TO BE DONE: All entries must be repeated exactly; do not include the pictures.

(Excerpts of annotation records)
================

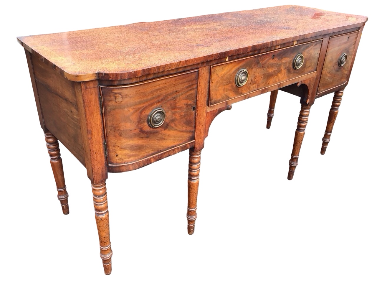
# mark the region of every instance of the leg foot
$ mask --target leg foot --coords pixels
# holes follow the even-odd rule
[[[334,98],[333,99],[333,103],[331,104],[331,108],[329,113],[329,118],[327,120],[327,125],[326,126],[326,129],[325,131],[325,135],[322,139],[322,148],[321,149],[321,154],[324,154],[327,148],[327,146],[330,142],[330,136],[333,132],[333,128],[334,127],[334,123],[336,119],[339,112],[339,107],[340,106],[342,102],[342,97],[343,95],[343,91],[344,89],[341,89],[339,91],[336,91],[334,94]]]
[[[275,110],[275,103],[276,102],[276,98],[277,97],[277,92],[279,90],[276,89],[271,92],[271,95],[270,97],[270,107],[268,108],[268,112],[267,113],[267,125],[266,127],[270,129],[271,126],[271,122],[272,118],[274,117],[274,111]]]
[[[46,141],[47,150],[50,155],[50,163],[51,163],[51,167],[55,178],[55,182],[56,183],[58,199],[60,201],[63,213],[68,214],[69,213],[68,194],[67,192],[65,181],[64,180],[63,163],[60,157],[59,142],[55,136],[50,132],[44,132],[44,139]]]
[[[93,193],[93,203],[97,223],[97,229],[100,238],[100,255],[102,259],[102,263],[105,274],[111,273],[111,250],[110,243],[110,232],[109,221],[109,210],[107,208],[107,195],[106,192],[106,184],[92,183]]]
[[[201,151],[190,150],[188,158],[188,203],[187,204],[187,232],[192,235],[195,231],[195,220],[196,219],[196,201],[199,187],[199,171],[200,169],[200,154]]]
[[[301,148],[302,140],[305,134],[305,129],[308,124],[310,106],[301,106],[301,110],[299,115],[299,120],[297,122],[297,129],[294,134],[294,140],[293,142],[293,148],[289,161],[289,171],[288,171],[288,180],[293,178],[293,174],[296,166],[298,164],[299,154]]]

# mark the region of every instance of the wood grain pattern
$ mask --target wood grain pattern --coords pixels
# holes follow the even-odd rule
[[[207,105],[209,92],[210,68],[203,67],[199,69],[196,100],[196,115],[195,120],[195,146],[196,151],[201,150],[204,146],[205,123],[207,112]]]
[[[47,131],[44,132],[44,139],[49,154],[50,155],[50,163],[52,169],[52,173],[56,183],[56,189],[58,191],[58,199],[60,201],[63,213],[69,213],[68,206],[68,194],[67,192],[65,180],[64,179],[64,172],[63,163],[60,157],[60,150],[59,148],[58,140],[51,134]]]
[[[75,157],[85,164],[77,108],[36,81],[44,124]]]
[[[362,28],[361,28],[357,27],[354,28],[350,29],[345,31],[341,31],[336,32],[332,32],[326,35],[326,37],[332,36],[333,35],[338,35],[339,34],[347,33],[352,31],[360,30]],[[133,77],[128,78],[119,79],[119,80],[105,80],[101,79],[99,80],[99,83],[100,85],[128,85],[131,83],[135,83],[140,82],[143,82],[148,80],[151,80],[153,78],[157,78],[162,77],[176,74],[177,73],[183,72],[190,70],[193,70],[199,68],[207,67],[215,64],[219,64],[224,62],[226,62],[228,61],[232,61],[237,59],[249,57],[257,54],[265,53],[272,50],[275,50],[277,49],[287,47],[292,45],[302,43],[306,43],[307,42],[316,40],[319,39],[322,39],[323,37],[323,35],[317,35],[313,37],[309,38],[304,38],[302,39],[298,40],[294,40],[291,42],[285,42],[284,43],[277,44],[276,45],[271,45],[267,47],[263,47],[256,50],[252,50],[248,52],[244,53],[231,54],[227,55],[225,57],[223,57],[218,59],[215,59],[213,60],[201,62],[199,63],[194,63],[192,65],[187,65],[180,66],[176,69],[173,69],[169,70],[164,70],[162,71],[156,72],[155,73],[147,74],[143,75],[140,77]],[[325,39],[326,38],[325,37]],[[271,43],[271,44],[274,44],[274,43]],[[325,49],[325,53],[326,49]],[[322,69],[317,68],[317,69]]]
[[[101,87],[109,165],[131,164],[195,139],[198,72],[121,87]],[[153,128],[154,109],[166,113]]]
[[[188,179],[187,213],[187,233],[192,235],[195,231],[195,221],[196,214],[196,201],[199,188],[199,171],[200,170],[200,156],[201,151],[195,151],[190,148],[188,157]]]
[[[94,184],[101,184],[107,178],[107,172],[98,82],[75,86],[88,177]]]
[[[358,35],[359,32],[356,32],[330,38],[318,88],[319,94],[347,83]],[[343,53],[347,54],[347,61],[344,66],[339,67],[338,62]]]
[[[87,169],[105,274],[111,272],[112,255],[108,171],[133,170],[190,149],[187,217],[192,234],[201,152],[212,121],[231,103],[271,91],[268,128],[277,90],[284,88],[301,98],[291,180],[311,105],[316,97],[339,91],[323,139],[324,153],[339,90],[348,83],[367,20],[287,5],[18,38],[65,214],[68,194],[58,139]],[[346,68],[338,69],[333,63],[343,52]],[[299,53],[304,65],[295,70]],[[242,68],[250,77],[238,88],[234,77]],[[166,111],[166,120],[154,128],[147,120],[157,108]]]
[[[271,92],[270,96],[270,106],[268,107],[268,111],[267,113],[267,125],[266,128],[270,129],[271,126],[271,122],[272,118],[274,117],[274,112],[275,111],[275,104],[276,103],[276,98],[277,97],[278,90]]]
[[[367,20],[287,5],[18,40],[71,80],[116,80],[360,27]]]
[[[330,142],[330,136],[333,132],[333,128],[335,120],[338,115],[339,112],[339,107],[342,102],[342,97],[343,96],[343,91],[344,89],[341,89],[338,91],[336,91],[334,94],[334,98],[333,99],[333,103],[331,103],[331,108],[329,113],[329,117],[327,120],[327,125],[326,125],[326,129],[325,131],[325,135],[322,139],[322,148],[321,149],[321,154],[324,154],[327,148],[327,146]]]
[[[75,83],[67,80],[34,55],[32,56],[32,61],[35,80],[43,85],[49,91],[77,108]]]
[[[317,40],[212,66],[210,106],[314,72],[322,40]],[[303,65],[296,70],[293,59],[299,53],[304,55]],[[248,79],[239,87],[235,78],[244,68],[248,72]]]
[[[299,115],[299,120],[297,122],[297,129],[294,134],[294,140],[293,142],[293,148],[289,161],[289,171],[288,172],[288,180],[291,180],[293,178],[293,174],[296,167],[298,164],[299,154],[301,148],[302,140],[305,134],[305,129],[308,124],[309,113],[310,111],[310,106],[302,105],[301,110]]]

================

EXPECTED OUTPUT:
# mark the region of every instance of the leg foot
$ mask --target leg foot --coords pixels
# holes follow the even-odd rule
[[[334,98],[333,99],[333,103],[331,104],[331,108],[329,113],[329,118],[327,120],[327,125],[326,126],[326,129],[325,131],[325,135],[322,139],[322,148],[321,149],[321,154],[324,154],[327,148],[327,146],[330,142],[330,136],[333,132],[333,128],[334,127],[334,123],[336,119],[339,112],[339,107],[340,106],[342,102],[342,97],[343,95],[343,91],[344,89],[341,89],[339,91],[336,91],[334,94]]]
[[[275,110],[275,103],[276,102],[276,98],[277,97],[277,92],[279,90],[276,89],[271,92],[271,95],[270,97],[270,107],[268,108],[268,112],[267,113],[267,125],[266,127],[270,129],[271,126],[271,122],[272,118],[274,117],[274,111]]]
[[[46,141],[47,150],[50,155],[50,163],[51,163],[51,167],[55,178],[55,182],[56,183],[58,199],[60,201],[63,213],[68,214],[69,213],[68,194],[67,192],[65,181],[64,180],[63,163],[60,157],[59,142],[55,136],[50,132],[44,132],[44,139]]]
[[[93,193],[93,203],[97,223],[97,229],[100,238],[100,255],[102,259],[102,263],[105,274],[111,273],[111,250],[110,243],[110,232],[109,221],[109,210],[107,208],[107,195],[106,192],[106,184],[92,183]]]
[[[201,151],[190,150],[188,158],[188,203],[187,204],[187,232],[192,235],[195,231],[195,220],[196,219],[196,201],[199,187],[199,171],[200,169],[200,154]]]
[[[301,148],[302,140],[305,134],[305,129],[308,124],[310,106],[301,106],[301,110],[299,115],[299,120],[297,122],[297,129],[294,134],[294,140],[293,142],[293,148],[289,161],[289,171],[288,171],[288,180],[293,178],[293,174],[296,166],[298,164],[299,154]]]

# mark the region of every instance of the wood grain pattern
$ mask --target wood grain pattern --coords pixels
# holes follow the even-odd rule
[[[207,105],[209,92],[210,68],[203,67],[199,69],[196,100],[196,115],[195,120],[195,146],[196,151],[201,150],[204,146],[205,123],[207,112]]]
[[[47,131],[44,132],[44,139],[49,154],[50,155],[50,163],[52,169],[52,173],[56,183],[56,189],[58,191],[58,199],[60,201],[63,213],[69,213],[68,206],[68,194],[67,192],[65,180],[64,179],[64,172],[63,163],[60,157],[60,150],[59,148],[58,140],[51,134]]]
[[[75,157],[85,164],[77,108],[36,81],[44,124]]]
[[[362,28],[361,28],[357,27],[354,28],[350,29],[345,31],[341,31],[336,32],[332,32],[326,35],[326,37],[332,36],[333,35],[338,35],[339,34],[347,33],[352,31],[360,30]],[[133,77],[128,78],[119,79],[119,80],[105,80],[101,79],[99,80],[99,83],[100,85],[128,85],[131,83],[135,83],[140,82],[143,82],[148,80],[151,80],[153,78],[157,78],[162,77],[176,74],[177,73],[183,72],[190,70],[193,70],[199,68],[207,67],[215,64],[219,64],[224,62],[226,62],[228,61],[232,61],[237,59],[249,57],[257,54],[265,53],[272,50],[275,50],[277,49],[287,47],[292,45],[302,43],[306,43],[307,42],[316,40],[319,39],[322,39],[323,37],[323,35],[317,35],[313,37],[309,38],[304,38],[302,39],[298,40],[294,40],[291,42],[285,42],[284,43],[277,44],[276,45],[271,45],[267,47],[263,47],[256,50],[252,50],[248,52],[244,53],[231,54],[227,55],[225,57],[223,57],[218,59],[215,59],[213,60],[201,62],[199,63],[194,63],[192,65],[187,65],[180,66],[176,69],[173,69],[169,70],[164,70],[162,71],[156,72],[155,73],[147,74],[143,75],[140,77]],[[325,39],[326,38],[325,37]],[[271,43],[271,44],[274,44],[274,43]],[[325,49],[325,53],[326,49]],[[322,69],[317,68],[317,69]]]
[[[101,87],[109,165],[131,164],[195,139],[198,72],[121,87]],[[153,128],[154,109],[166,113]]]
[[[188,179],[187,213],[187,233],[192,235],[195,231],[195,221],[196,214],[196,201],[199,188],[199,171],[200,170],[200,156],[201,151],[195,151],[190,148],[188,157]]]
[[[94,184],[101,184],[107,178],[107,172],[98,82],[75,86],[88,177]]]
[[[358,35],[359,32],[356,32],[330,38],[318,88],[319,94],[347,83]],[[343,53],[347,54],[347,61],[344,66],[339,67],[338,62]]]
[[[87,169],[105,274],[111,272],[112,255],[108,171],[133,170],[190,149],[187,217],[192,234],[201,152],[212,121],[231,103],[271,91],[268,128],[277,90],[284,88],[301,98],[291,180],[311,105],[316,97],[339,91],[323,139],[324,153],[339,90],[348,83],[367,20],[287,5],[18,38],[65,214],[68,194],[58,139]],[[346,68],[338,69],[333,63],[343,52]],[[299,53],[304,65],[295,70]],[[242,68],[250,77],[238,88],[234,77]],[[166,111],[166,120],[154,128],[147,120],[157,108]]]
[[[271,92],[270,96],[270,106],[268,107],[268,111],[267,113],[267,125],[266,128],[270,129],[271,126],[271,122],[272,118],[274,117],[274,112],[275,111],[275,104],[276,103],[276,98],[277,97],[278,90]]]
[[[367,20],[287,5],[18,40],[71,80],[116,80],[360,27]]]
[[[330,142],[330,136],[333,132],[333,128],[335,120],[338,115],[339,112],[339,107],[342,102],[342,97],[343,96],[343,91],[344,89],[341,89],[338,91],[336,91],[334,94],[334,98],[333,99],[333,103],[331,103],[331,108],[329,113],[329,117],[327,120],[327,125],[326,125],[326,129],[325,131],[325,135],[322,139],[322,148],[321,149],[321,154],[324,154],[327,148],[327,146]]]
[[[75,83],[67,80],[34,55],[32,56],[32,61],[35,80],[43,85],[49,91],[77,108]]]
[[[317,40],[212,66],[210,106],[314,72],[322,40]],[[303,65],[296,70],[293,59],[299,53],[304,55]],[[248,79],[239,87],[235,78],[244,68],[248,72]]]
[[[299,115],[299,120],[297,122],[297,129],[294,134],[294,140],[293,142],[293,148],[289,161],[289,171],[288,172],[288,180],[291,180],[293,178],[293,174],[296,167],[298,164],[299,154],[301,148],[302,140],[305,134],[305,129],[308,124],[309,113],[310,111],[310,106],[302,105],[301,110]]]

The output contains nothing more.